═══ DOCUMENT PASSAGE ═══

We who read and interpret the Bible must be careful to read it as a whole, not to fixate so much on certain passages that we ignore inconvenient ones and distort the composite meaning of the texts.  There is something called confirmation bias, which means that we tend to pay attention to evidence which supports our opinions and ignore or dismiss that which does not.  I look for this in myself and try to safeguard against prooftexting, the confirmation bias method of misreading the Bible.

I keep returning to the example Jesus set.  (I am a professing Christian, literally a “partisan of Christ.”)  He violated many religious customs, some of them from the Law of Moses itself.  He seems to have favored compassion over any other factor when they came into conflict.  And he taught this ethic with his words.  So we have in our Lord the union of words and deeds favoring compassion above all else in guiding our actions toward others.  Compassion trumps all else.

═══ PROVIDED DATA ═══

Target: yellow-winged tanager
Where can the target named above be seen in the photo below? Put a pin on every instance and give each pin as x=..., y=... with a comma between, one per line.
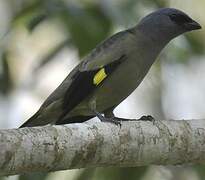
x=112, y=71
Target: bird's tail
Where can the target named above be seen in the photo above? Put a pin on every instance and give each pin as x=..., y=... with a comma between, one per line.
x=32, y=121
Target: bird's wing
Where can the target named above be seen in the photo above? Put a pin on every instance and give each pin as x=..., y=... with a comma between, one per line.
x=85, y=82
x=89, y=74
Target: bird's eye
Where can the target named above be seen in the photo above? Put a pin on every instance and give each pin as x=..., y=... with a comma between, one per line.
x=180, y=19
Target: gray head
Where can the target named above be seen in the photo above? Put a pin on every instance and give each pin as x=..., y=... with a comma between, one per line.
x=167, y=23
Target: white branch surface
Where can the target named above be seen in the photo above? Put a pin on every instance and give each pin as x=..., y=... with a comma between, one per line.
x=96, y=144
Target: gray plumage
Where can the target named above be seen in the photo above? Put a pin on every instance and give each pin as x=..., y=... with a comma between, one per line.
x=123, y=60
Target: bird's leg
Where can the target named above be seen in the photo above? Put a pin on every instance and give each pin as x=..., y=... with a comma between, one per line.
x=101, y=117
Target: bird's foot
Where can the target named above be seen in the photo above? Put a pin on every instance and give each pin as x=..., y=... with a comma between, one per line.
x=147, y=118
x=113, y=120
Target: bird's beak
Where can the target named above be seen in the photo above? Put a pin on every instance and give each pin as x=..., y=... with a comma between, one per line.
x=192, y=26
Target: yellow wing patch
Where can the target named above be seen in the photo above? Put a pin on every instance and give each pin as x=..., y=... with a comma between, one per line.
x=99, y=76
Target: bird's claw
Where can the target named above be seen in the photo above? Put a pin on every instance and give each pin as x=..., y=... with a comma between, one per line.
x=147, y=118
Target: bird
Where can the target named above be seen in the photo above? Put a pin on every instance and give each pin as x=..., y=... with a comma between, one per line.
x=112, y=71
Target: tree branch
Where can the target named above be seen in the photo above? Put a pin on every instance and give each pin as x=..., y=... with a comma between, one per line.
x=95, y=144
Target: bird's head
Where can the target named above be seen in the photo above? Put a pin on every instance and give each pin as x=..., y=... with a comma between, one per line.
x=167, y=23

═══

### GOALS
A. In the passage on reading the Bible, how is prooftexting described?
B. Reproduce the entries from the line with "Target: bird's head" up to and including the last line of the entries.

### SOLUTION LIST
A. As the confirmation bias method of misreading the Bible.

B.
Target: bird's head
Where can the target named above be seen in the photo above? Put a pin on every instance and give each pin as x=..., y=... with a comma between, one per line.
x=167, y=23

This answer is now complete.